* [Your goal]
Exactly the lines from the one containing "of the thin" through the final line of the listing are to be retyped, and nothing more.

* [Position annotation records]

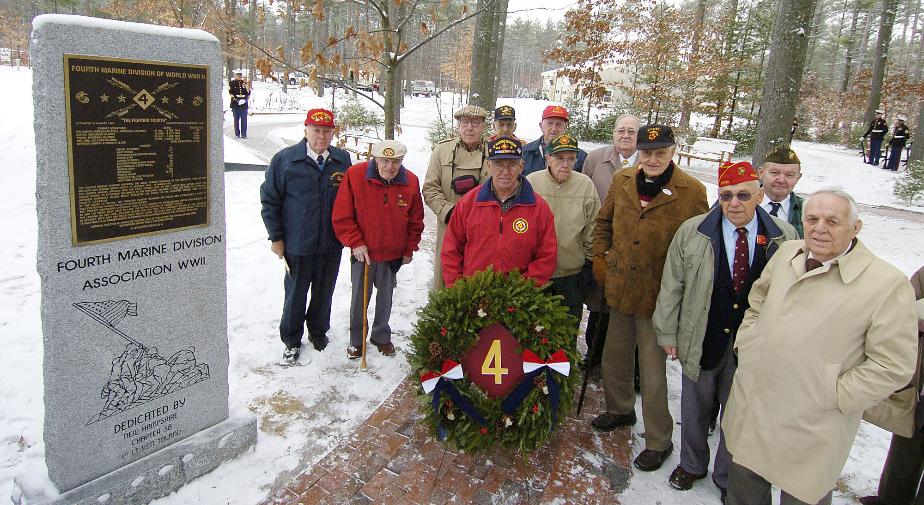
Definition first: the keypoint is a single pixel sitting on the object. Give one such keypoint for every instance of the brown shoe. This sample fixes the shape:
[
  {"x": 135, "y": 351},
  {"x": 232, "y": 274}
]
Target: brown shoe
[
  {"x": 387, "y": 349},
  {"x": 650, "y": 460},
  {"x": 682, "y": 479}
]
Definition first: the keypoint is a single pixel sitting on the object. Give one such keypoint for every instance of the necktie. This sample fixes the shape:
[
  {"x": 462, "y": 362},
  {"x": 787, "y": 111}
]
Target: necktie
[
  {"x": 775, "y": 208},
  {"x": 811, "y": 264},
  {"x": 740, "y": 267}
]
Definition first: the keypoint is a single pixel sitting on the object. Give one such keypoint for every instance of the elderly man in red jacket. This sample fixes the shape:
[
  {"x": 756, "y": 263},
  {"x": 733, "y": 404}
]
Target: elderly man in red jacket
[
  {"x": 379, "y": 215},
  {"x": 502, "y": 223}
]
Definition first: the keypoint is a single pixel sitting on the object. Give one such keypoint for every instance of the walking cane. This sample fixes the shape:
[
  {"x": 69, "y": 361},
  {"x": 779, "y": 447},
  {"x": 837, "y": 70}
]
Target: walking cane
[
  {"x": 362, "y": 362},
  {"x": 590, "y": 352}
]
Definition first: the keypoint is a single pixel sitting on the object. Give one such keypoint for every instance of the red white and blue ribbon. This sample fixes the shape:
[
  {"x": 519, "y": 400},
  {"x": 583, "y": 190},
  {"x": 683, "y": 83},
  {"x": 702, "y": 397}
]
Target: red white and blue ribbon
[
  {"x": 533, "y": 365},
  {"x": 558, "y": 361},
  {"x": 450, "y": 370},
  {"x": 440, "y": 382}
]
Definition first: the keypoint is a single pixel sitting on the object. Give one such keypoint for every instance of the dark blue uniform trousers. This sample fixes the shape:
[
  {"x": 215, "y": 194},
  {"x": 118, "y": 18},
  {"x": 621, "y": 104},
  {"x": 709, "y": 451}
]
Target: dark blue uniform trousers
[{"x": 317, "y": 272}]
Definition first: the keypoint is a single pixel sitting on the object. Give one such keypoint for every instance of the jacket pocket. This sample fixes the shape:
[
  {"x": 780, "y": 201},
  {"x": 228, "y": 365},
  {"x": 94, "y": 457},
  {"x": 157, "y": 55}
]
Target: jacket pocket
[{"x": 832, "y": 372}]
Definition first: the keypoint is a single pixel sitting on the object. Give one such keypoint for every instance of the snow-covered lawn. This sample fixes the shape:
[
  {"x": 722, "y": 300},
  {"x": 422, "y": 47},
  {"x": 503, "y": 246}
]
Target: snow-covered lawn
[{"x": 305, "y": 411}]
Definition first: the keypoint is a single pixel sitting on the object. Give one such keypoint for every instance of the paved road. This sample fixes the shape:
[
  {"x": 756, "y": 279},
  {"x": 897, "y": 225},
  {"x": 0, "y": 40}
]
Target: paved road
[{"x": 260, "y": 140}]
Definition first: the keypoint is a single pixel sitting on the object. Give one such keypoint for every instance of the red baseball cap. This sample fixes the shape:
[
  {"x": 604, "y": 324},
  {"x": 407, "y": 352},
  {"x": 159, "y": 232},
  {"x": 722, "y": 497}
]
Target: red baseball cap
[
  {"x": 555, "y": 111},
  {"x": 320, "y": 117},
  {"x": 736, "y": 173}
]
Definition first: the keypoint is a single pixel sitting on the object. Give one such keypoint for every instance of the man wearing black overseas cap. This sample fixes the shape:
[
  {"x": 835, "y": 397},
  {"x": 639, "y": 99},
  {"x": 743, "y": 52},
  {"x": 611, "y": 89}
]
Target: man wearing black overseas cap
[
  {"x": 643, "y": 209},
  {"x": 503, "y": 223},
  {"x": 505, "y": 123}
]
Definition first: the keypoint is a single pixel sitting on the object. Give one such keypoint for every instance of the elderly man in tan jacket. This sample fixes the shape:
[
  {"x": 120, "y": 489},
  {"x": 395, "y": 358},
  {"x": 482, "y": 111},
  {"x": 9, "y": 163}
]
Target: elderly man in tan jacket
[
  {"x": 574, "y": 203},
  {"x": 456, "y": 167},
  {"x": 831, "y": 331},
  {"x": 635, "y": 225}
]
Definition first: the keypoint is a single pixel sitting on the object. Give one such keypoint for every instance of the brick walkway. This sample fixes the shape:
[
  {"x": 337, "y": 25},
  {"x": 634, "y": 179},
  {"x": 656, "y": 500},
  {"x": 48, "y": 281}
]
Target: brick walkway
[{"x": 392, "y": 459}]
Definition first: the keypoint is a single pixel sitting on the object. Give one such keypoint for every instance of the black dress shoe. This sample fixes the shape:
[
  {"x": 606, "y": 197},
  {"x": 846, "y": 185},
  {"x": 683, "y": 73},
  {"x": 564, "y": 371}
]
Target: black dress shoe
[
  {"x": 319, "y": 342},
  {"x": 650, "y": 460},
  {"x": 682, "y": 479},
  {"x": 608, "y": 421}
]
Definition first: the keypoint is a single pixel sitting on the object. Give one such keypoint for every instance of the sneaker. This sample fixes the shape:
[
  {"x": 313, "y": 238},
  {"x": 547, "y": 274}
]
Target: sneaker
[
  {"x": 608, "y": 421},
  {"x": 387, "y": 348},
  {"x": 319, "y": 342},
  {"x": 290, "y": 355},
  {"x": 682, "y": 479},
  {"x": 650, "y": 460}
]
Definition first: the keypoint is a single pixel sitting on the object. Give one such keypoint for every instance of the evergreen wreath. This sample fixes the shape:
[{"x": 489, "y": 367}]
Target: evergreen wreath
[{"x": 447, "y": 328}]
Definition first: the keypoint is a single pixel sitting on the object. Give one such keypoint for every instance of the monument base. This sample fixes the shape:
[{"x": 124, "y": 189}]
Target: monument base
[{"x": 160, "y": 473}]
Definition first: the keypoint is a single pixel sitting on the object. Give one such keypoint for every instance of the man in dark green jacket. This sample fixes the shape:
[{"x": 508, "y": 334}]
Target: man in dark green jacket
[{"x": 778, "y": 176}]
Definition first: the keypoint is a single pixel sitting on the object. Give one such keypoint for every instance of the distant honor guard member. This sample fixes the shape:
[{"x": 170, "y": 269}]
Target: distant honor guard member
[
  {"x": 554, "y": 123},
  {"x": 779, "y": 174},
  {"x": 634, "y": 228},
  {"x": 456, "y": 167},
  {"x": 711, "y": 264},
  {"x": 574, "y": 203},
  {"x": 298, "y": 199},
  {"x": 240, "y": 94},
  {"x": 503, "y": 224},
  {"x": 379, "y": 215},
  {"x": 876, "y": 132}
]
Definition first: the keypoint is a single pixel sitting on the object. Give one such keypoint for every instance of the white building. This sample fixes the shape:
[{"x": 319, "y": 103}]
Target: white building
[{"x": 558, "y": 88}]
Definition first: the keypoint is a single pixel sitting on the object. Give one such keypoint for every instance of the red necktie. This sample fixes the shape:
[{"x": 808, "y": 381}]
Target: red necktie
[{"x": 740, "y": 267}]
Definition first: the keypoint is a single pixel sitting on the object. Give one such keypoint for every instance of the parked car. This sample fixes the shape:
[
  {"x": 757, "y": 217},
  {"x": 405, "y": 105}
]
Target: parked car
[{"x": 423, "y": 88}]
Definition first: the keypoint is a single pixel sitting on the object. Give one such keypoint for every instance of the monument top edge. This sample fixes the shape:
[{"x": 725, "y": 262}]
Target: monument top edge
[{"x": 45, "y": 20}]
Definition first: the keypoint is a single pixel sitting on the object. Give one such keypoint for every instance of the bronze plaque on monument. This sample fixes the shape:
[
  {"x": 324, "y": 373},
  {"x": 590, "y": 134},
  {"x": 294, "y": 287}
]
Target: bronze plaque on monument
[{"x": 137, "y": 146}]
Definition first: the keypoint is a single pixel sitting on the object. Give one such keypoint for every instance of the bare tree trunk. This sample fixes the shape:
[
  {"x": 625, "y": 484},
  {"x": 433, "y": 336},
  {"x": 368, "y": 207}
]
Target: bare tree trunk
[
  {"x": 851, "y": 43},
  {"x": 866, "y": 33},
  {"x": 689, "y": 95},
  {"x": 909, "y": 49},
  {"x": 484, "y": 54},
  {"x": 785, "y": 66},
  {"x": 886, "y": 20},
  {"x": 917, "y": 148}
]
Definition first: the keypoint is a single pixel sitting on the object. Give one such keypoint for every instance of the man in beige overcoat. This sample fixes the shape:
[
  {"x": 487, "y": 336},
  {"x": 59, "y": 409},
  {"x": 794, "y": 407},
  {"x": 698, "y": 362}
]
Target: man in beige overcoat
[
  {"x": 456, "y": 167},
  {"x": 831, "y": 330}
]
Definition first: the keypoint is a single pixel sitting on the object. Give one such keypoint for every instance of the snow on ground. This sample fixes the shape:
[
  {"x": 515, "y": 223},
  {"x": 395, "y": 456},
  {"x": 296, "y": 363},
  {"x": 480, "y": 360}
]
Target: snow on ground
[{"x": 305, "y": 411}]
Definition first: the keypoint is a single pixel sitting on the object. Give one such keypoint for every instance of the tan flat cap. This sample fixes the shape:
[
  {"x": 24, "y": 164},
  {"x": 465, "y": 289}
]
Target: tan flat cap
[
  {"x": 389, "y": 149},
  {"x": 471, "y": 111}
]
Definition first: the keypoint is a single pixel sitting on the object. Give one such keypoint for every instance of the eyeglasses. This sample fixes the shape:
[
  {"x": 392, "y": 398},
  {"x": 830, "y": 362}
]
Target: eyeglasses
[{"x": 727, "y": 196}]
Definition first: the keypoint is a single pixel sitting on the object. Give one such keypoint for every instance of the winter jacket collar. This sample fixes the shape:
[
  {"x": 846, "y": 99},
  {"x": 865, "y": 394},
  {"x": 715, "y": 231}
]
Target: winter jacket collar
[
  {"x": 372, "y": 174},
  {"x": 710, "y": 226},
  {"x": 849, "y": 266},
  {"x": 526, "y": 196}
]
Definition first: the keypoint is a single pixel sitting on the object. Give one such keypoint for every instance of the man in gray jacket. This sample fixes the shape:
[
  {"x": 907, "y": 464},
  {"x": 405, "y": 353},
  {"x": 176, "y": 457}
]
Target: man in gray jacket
[{"x": 711, "y": 263}]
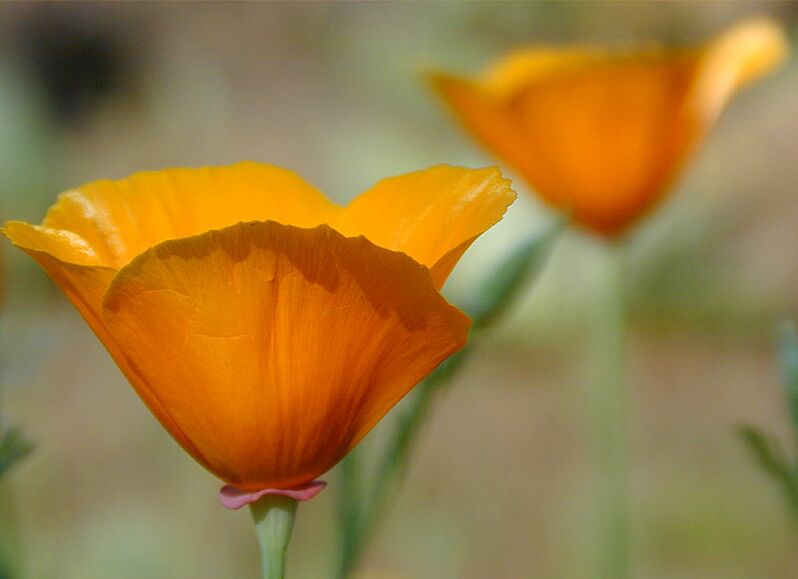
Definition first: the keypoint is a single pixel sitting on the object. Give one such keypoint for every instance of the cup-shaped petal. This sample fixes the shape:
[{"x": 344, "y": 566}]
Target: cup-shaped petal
[
  {"x": 432, "y": 215},
  {"x": 601, "y": 135},
  {"x": 274, "y": 349}
]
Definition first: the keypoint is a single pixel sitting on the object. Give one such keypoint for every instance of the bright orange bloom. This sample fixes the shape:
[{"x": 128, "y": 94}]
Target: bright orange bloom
[
  {"x": 602, "y": 135},
  {"x": 266, "y": 328}
]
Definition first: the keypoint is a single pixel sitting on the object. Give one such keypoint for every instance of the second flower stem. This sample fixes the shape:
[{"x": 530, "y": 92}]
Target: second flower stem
[{"x": 608, "y": 408}]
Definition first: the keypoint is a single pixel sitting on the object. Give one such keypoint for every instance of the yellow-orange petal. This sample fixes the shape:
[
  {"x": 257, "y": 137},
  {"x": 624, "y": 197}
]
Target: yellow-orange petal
[
  {"x": 735, "y": 58},
  {"x": 275, "y": 349},
  {"x": 84, "y": 284},
  {"x": 602, "y": 135},
  {"x": 432, "y": 215},
  {"x": 120, "y": 219}
]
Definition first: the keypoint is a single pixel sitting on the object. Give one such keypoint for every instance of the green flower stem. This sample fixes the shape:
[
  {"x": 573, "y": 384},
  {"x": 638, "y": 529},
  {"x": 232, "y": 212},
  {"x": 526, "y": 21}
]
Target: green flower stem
[
  {"x": 274, "y": 521},
  {"x": 608, "y": 408},
  {"x": 359, "y": 519}
]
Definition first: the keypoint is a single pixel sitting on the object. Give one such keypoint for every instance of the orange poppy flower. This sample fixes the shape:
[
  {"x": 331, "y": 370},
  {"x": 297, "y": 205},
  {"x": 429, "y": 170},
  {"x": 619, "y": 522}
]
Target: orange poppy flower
[
  {"x": 266, "y": 328},
  {"x": 602, "y": 135}
]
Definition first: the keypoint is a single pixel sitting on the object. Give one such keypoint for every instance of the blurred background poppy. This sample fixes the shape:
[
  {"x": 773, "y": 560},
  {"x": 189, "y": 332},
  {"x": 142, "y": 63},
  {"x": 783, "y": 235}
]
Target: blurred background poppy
[{"x": 333, "y": 91}]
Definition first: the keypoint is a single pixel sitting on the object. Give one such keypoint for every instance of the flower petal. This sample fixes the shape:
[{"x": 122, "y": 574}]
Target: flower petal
[
  {"x": 120, "y": 219},
  {"x": 598, "y": 141},
  {"x": 84, "y": 284},
  {"x": 734, "y": 59},
  {"x": 432, "y": 215},
  {"x": 275, "y": 349},
  {"x": 601, "y": 135}
]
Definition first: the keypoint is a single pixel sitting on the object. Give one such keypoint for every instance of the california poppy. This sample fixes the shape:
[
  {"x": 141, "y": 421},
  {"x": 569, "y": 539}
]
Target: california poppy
[
  {"x": 267, "y": 328},
  {"x": 601, "y": 135}
]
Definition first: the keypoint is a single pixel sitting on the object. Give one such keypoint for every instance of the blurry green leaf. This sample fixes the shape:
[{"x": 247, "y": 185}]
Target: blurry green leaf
[
  {"x": 771, "y": 459},
  {"x": 502, "y": 285},
  {"x": 788, "y": 351},
  {"x": 13, "y": 448}
]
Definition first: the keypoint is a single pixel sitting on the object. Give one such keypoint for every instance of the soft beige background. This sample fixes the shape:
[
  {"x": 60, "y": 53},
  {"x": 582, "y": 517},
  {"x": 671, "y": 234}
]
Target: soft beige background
[{"x": 501, "y": 488}]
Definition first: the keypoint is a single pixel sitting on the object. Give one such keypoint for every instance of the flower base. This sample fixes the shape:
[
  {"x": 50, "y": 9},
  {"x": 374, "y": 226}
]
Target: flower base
[{"x": 233, "y": 498}]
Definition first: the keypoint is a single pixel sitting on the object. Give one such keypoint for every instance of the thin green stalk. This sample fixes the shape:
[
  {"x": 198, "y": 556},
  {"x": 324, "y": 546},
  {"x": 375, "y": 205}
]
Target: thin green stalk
[
  {"x": 359, "y": 519},
  {"x": 274, "y": 520},
  {"x": 608, "y": 409},
  {"x": 360, "y": 512}
]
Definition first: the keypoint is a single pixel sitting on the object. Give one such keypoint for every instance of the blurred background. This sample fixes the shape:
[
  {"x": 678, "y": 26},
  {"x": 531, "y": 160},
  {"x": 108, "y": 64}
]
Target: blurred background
[{"x": 501, "y": 488}]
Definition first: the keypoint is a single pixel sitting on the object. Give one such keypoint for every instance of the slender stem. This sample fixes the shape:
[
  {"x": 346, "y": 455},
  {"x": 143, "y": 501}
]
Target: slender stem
[
  {"x": 350, "y": 512},
  {"x": 608, "y": 406},
  {"x": 274, "y": 521},
  {"x": 359, "y": 521}
]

* [Output of the exercise]
Definition first: the keypoint is a single pixel sitting on the object. Give one such keypoint for every instance of the thin green stalk. This sample fixes the shape:
[
  {"x": 198, "y": 556},
  {"x": 324, "y": 546},
  {"x": 375, "y": 205}
]
Target: thin green stalk
[
  {"x": 359, "y": 519},
  {"x": 274, "y": 520},
  {"x": 608, "y": 409},
  {"x": 360, "y": 512}
]
Definition first: the keypoint is a single pixel sitting on the object. Give one such keypoint for every instance of the blurred background. This sample fixes the shape:
[
  {"x": 678, "y": 26},
  {"x": 531, "y": 160},
  {"x": 108, "y": 64}
]
Target: blurred background
[{"x": 501, "y": 488}]
Definition first: the keypoint is a single pixel sitting on the object. Give one such keypoint for every instance of the slender stem. This sample fixes the shape:
[
  {"x": 346, "y": 455},
  {"x": 143, "y": 501}
]
Target: slender stem
[
  {"x": 350, "y": 512},
  {"x": 608, "y": 406},
  {"x": 274, "y": 521},
  {"x": 359, "y": 521}
]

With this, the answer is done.